Goal - Reproduce each of the records below word for word, leaving out the picture.

Data for processing -
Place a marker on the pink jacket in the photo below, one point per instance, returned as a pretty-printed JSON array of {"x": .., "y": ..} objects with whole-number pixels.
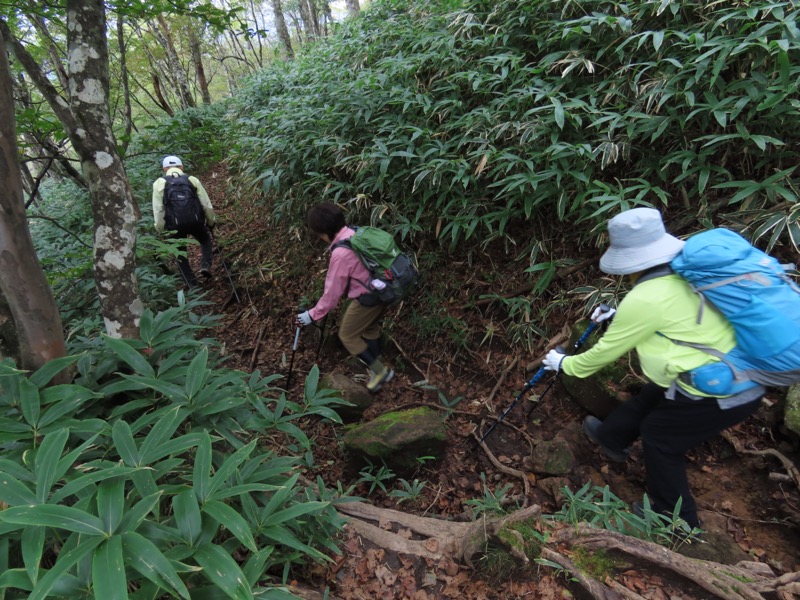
[{"x": 345, "y": 273}]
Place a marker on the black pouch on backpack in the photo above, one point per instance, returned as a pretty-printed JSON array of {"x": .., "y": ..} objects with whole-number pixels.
[{"x": 182, "y": 208}]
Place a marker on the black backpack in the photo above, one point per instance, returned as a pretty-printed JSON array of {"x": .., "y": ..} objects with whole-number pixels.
[{"x": 182, "y": 208}]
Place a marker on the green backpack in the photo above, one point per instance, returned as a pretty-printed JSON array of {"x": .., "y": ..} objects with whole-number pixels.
[{"x": 378, "y": 252}]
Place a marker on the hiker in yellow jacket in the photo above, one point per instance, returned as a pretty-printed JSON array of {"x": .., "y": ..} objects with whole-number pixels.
[
  {"x": 669, "y": 416},
  {"x": 197, "y": 225}
]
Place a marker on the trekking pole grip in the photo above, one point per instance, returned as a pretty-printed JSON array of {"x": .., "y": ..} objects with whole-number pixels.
[
  {"x": 604, "y": 308},
  {"x": 296, "y": 339}
]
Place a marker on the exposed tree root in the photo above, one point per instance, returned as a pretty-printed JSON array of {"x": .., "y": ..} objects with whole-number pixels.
[
  {"x": 790, "y": 467},
  {"x": 507, "y": 470},
  {"x": 436, "y": 539},
  {"x": 723, "y": 581},
  {"x": 460, "y": 541}
]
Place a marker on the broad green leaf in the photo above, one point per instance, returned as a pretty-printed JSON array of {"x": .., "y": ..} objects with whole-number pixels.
[
  {"x": 175, "y": 446},
  {"x": 232, "y": 521},
  {"x": 201, "y": 477},
  {"x": 108, "y": 571},
  {"x": 255, "y": 565},
  {"x": 144, "y": 556},
  {"x": 197, "y": 373},
  {"x": 146, "y": 324},
  {"x": 15, "y": 578},
  {"x": 74, "y": 486},
  {"x": 132, "y": 357},
  {"x": 161, "y": 432},
  {"x": 50, "y": 369},
  {"x": 167, "y": 389},
  {"x": 29, "y": 402},
  {"x": 295, "y": 511},
  {"x": 187, "y": 516},
  {"x": 124, "y": 443},
  {"x": 558, "y": 112},
  {"x": 32, "y": 551},
  {"x": 134, "y": 517},
  {"x": 223, "y": 571},
  {"x": 111, "y": 503},
  {"x": 279, "y": 497},
  {"x": 14, "y": 492},
  {"x": 58, "y": 517},
  {"x": 64, "y": 563},
  {"x": 227, "y": 469},
  {"x": 282, "y": 535},
  {"x": 47, "y": 461}
]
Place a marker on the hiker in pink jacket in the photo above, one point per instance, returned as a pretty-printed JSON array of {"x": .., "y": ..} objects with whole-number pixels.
[{"x": 360, "y": 327}]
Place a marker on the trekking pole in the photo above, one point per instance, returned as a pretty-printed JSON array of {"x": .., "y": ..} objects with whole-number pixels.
[
  {"x": 225, "y": 267},
  {"x": 321, "y": 336},
  {"x": 291, "y": 360},
  {"x": 540, "y": 374}
]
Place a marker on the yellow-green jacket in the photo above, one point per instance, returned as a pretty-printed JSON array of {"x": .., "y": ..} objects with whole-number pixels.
[{"x": 663, "y": 305}]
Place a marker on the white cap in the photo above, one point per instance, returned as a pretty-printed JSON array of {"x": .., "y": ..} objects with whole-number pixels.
[
  {"x": 638, "y": 242},
  {"x": 171, "y": 161}
]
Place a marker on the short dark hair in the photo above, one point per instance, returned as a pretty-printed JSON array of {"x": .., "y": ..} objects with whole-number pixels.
[{"x": 325, "y": 218}]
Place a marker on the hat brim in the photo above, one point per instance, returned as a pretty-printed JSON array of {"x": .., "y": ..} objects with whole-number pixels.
[{"x": 624, "y": 261}]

Response to the task -
Place a marker on the pink jacket in the photo below, one point per instance, returned as a pretty-printed JSON array of {"x": .., "y": ..} objects with whole-number pixels.
[{"x": 345, "y": 273}]
Place a marker on the black pouch on backpack in the photo above, one point per instance, returned as a pretty-printed JSON array of {"x": .., "y": ..} objects with whole-number pixels.
[{"x": 182, "y": 208}]
Place a marker on the black backpack in the photo above, one point per instance, returned as a pretty-printed JSON array of {"x": .., "y": ..} objects with whole-number pixels.
[{"x": 182, "y": 208}]
Place a marker on the green backpack in the photo above, one point per instance, returned as a pretty-printed JSON array of {"x": .., "y": ..} objects with whole-number pixels.
[{"x": 378, "y": 252}]
Place a marker on the hiker in yellow jacket in the photo above, one point per instance, returned as a pretty-printed JSON array of {"x": .., "y": ..} objects with whole-number pixels.
[
  {"x": 669, "y": 416},
  {"x": 197, "y": 225}
]
Place a marker on the trekking pole grip in the photo above, one point per instance, returned as a pretty-printed JSON array of {"x": .., "y": ..} objects with whole-number pixels.
[
  {"x": 604, "y": 308},
  {"x": 296, "y": 339}
]
Place a marker on the exposed tree root in the photo above, one point per instance, returned as a pretty-printed JSON array of {"x": .., "y": ..} objects with whole-number pixels.
[
  {"x": 790, "y": 467},
  {"x": 507, "y": 470},
  {"x": 436, "y": 539},
  {"x": 723, "y": 581},
  {"x": 460, "y": 541}
]
Place a marker on the broad green leaf in the photo above, one point per instance, returned as a pretty-printed JSON array of {"x": .., "y": ..} objects with whole-number pixels.
[
  {"x": 175, "y": 446},
  {"x": 232, "y": 521},
  {"x": 201, "y": 477},
  {"x": 108, "y": 571},
  {"x": 255, "y": 565},
  {"x": 144, "y": 556},
  {"x": 197, "y": 373},
  {"x": 146, "y": 324},
  {"x": 15, "y": 578},
  {"x": 74, "y": 486},
  {"x": 132, "y": 357},
  {"x": 161, "y": 432},
  {"x": 50, "y": 369},
  {"x": 167, "y": 389},
  {"x": 29, "y": 402},
  {"x": 295, "y": 511},
  {"x": 187, "y": 516},
  {"x": 124, "y": 443},
  {"x": 558, "y": 112},
  {"x": 32, "y": 551},
  {"x": 134, "y": 517},
  {"x": 223, "y": 571},
  {"x": 111, "y": 503},
  {"x": 279, "y": 497},
  {"x": 14, "y": 492},
  {"x": 58, "y": 517},
  {"x": 64, "y": 563},
  {"x": 227, "y": 469},
  {"x": 282, "y": 535},
  {"x": 47, "y": 461}
]
Place a marker on the hiker in pink jacket in the photo above, one point per instance, returned as a pretty-printed JSON array of {"x": .., "y": ..} objects with whole-number pixels.
[{"x": 360, "y": 327}]
Place a marker on the trekking pole in the photo above, one point per instance, returned as a pretty-printed JSON array of {"x": .., "y": ..} objects with whole-number pixels.
[
  {"x": 225, "y": 267},
  {"x": 321, "y": 336},
  {"x": 291, "y": 360},
  {"x": 540, "y": 374}
]
Place a marker on the yellow-green jacket in the photo above, one point per instance, returned as a pretty-printed JSON array of {"x": .., "y": ..} objects with whole-number pixels.
[{"x": 663, "y": 305}]
Place a marker on the white cap in the photo above, one point per instance, returned as a pretty-printed JSON array of {"x": .., "y": ..} objects with whole-number pixels.
[
  {"x": 638, "y": 242},
  {"x": 171, "y": 161}
]
Place a marker on the short dark hair in the photo above, one point per instance, returned as a pretty-printed JSON array of {"x": .., "y": ..} objects with whole-number pixels.
[{"x": 325, "y": 218}]
Place a marker on the hat brim in the photo above, one point per instance, returned as a pretty-printed JSON array of {"x": .., "y": ..} objects with whole-number pixels.
[{"x": 624, "y": 261}]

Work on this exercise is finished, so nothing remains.